Required work:
1. In the text on AFLC's Obamacare brief, which court upheld Congress's authority to enact the individual mandate, and by what vote?
2. The text on AFLC's Obamacare brief quotes a passage listing affirmative acts that private citizens could be ordered to perform. List every act in that passage.
Top of Extract to read
AFLC Challenges Obamacare in the U.S. Supreme Court

Today, the American Freedom Law Center filed a “friend of the court” brief in the U.S. Supreme Court, asking the high court to strike down the Patient Protection and Affordable Care Act, also known as “Obamacare.”  Specifically, AFLC asked the Court to hold that Congress exceeded its constitutional authority by forcing private citizens to purchase “minimum essential” healthcare coverage (the individual mandate) under penalty of federal law.  And because this mandate is an essential component of the new healthcare law, AFLC argued that it is not severable.  Therefore, under controlling precedent, the Court should strike down Obamacare in its entirety.  The brief was authored by AFLC Senior Counsel Robert J. Muise and David Yerushalmi.

As Muise and Yerushalmi argued in their brief, “If the Act is understood to fall within Congress’s Commerce Clause authority, the federal government will have the absolute and unfettered power to create complex regulatory schemes to fix every perceived problem imaginable and to do so by ordering private citizens to engage in affirmative acts, under penalty of law, such as eating certain foods, taking vitamins, losing weight, joining health clubs, buying a GMC truck, or purchasing an AIG insurance policy, among others.”  Consequently, Congress will be incentivized to create intrusive regulatory schemes as constitutional cover for naked power grabs, thereby turning the Constitution on its head.”

Muise commented, “There is no enumerated power in the Constitution that permits Congress to mandate private citizens to purchase healthcare coverage or face a penalty.  No matter how convinced Obama—or even the American public in general—may be that the new healthcare law is in the public interest, Obama’s political objectives can only be accomplished in accord with the Constitution.”

Read AFLC’s brief here.

On March 23, 2010, the day President Obama signed the new healthcare bill into law, Muise and Yerushalmi filed the first federal challenge to the individual mandate.  Muise later argued the case against the acting Solicitor General of the United States before the U.S. Court of Appeals for the Sixth Circuit.  In a sharply divided opinion (2 to 1), the Sixth Circuit upheld Congress’ authority to enact the mandate.  Muise and Yerushalmi petitioned the U.S. Supreme Court to hear that case.  Read more about that case here.  However, the Court decided to review the case arising out of Florida.  The AFLC brief filed today was filed in the Florida case.  AFLC’s petition is being held, pending the Court’s decision.
Bottom of Extract to read
Top of Extracted entries
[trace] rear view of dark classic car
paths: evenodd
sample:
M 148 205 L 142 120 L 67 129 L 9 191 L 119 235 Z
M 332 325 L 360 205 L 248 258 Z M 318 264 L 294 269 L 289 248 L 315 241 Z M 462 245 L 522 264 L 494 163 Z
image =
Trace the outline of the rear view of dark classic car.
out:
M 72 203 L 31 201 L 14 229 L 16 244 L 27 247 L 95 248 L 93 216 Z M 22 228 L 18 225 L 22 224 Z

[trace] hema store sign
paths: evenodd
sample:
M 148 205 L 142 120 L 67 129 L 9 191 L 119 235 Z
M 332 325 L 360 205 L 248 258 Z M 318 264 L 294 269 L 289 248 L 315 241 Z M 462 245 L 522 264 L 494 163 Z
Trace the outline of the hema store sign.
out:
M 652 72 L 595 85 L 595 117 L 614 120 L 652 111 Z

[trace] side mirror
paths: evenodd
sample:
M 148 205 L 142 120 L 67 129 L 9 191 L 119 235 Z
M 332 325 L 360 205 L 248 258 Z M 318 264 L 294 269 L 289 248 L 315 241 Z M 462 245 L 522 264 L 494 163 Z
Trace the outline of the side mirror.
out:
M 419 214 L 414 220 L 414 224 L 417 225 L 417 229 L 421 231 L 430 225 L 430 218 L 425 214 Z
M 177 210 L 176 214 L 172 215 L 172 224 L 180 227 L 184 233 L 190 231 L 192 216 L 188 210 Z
Bottom of Extracted entries
Answer section:
1. The U.S. Court of Appeals for the Sixth Circuit, by a vote of 2 to 1.

2.
- Eating certain foods
- Taking vitamins
- Losing weight
- Joining health clubs
- Buying a GMC truck
- Purchasing an AIG insurance policy